**ACTION ITEM**
Print out the data precisely as it appears here, with no pictures.

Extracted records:
------------

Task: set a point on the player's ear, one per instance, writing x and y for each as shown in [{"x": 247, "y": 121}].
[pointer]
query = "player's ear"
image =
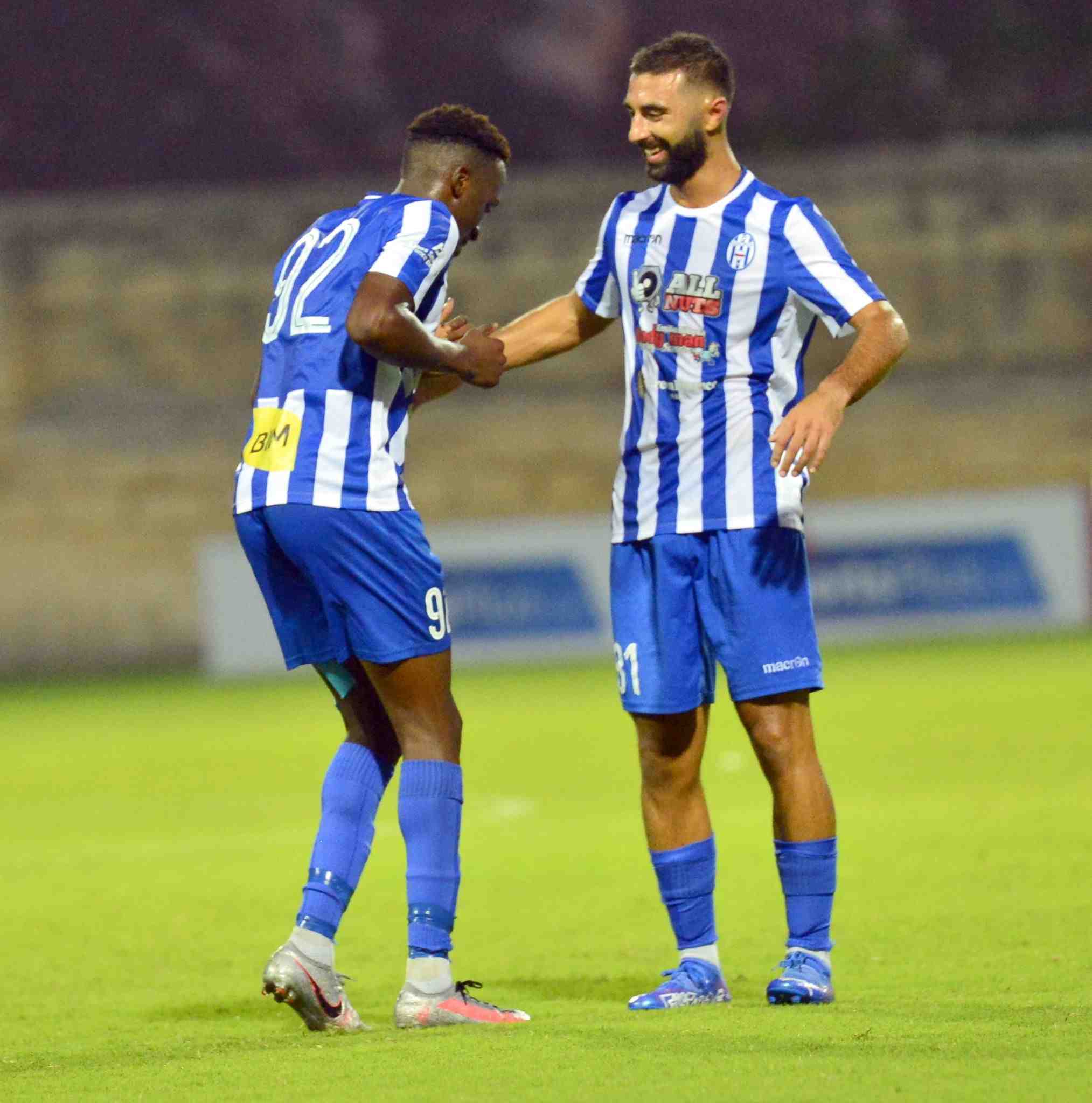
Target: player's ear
[
  {"x": 716, "y": 114},
  {"x": 460, "y": 181}
]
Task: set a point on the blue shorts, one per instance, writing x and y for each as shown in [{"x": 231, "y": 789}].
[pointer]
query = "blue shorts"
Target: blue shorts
[
  {"x": 346, "y": 583},
  {"x": 682, "y": 604}
]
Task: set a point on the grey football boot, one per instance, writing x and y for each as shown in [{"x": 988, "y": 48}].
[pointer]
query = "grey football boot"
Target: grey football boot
[
  {"x": 449, "y": 1008},
  {"x": 314, "y": 991}
]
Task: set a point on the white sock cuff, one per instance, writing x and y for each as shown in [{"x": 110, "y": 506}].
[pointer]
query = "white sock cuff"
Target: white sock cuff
[
  {"x": 317, "y": 947},
  {"x": 430, "y": 975},
  {"x": 706, "y": 953}
]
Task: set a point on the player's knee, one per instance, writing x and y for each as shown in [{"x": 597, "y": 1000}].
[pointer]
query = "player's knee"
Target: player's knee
[
  {"x": 667, "y": 773},
  {"x": 779, "y": 747}
]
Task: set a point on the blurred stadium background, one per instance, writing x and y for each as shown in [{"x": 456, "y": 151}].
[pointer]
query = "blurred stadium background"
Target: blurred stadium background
[
  {"x": 155, "y": 163},
  {"x": 157, "y": 159}
]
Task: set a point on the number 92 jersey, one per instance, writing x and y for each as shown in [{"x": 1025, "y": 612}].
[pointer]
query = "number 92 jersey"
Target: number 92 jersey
[
  {"x": 718, "y": 305},
  {"x": 330, "y": 422}
]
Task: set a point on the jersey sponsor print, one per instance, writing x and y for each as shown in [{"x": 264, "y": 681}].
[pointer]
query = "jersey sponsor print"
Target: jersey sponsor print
[
  {"x": 718, "y": 305},
  {"x": 330, "y": 422}
]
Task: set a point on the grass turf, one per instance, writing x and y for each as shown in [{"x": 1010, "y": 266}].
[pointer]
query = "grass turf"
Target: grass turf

------------

**RESPONSE TO THE TASK**
Task: set a point on the player's ear, one per instance, writing x and y for each as shown in [{"x": 247, "y": 121}].
[pointer]
query = "player's ear"
image =
Target: player's ear
[
  {"x": 716, "y": 114},
  {"x": 460, "y": 181}
]
Task: set a point on the blue shorts, one per instance, writing x and y for each as shown in [{"x": 231, "y": 789}].
[pointer]
query = "blue shorts"
Target: blue shorts
[
  {"x": 346, "y": 583},
  {"x": 682, "y": 604}
]
Task: set a point on the grey football boot, one per instance, writing x and y for each as shown in [{"x": 988, "y": 48}].
[pointer]
query = "grey football boot"
Target: grey football boot
[
  {"x": 449, "y": 1008},
  {"x": 314, "y": 991}
]
Task: set a point on the white sock cuff, one per instance, writing x and y for each as shown in [{"x": 110, "y": 506}].
[pointer]
query = "white sock cuff"
Target: white sock cuff
[
  {"x": 317, "y": 947},
  {"x": 430, "y": 975},
  {"x": 706, "y": 953}
]
Task: set a point on the player's knee, one per instance, writing x and y for each as shown in [{"x": 597, "y": 1000}].
[pointer]
query = "player's knee"
Target: player's knee
[
  {"x": 667, "y": 773},
  {"x": 779, "y": 747}
]
Task: set a point on the blurred stadium background, one per instance, writing x and y for each as shown in [{"x": 456, "y": 151}].
[pointer]
query = "blurred stadium background"
Target: blurred stadium background
[
  {"x": 155, "y": 163},
  {"x": 157, "y": 159}
]
Task: set a point on the number 92 jersey, one per instance, writing x and y for each as shown in [{"x": 1025, "y": 612}].
[pointer]
query = "number 92 jersey"
Target: number 92 jersey
[
  {"x": 718, "y": 305},
  {"x": 330, "y": 422}
]
Task: set a point on the jersey sponsor print, one per instance, writing x and y for each as shown in [{"x": 264, "y": 681}].
[pointer]
query = "jersey sponsor print"
Target: jersey sponsor print
[
  {"x": 718, "y": 305},
  {"x": 330, "y": 422}
]
Task: set a point on the grass turf, one per instance, writing x and y for each as shown in [{"x": 1010, "y": 266}].
[pointer]
query = "grass turf"
Target: grass turf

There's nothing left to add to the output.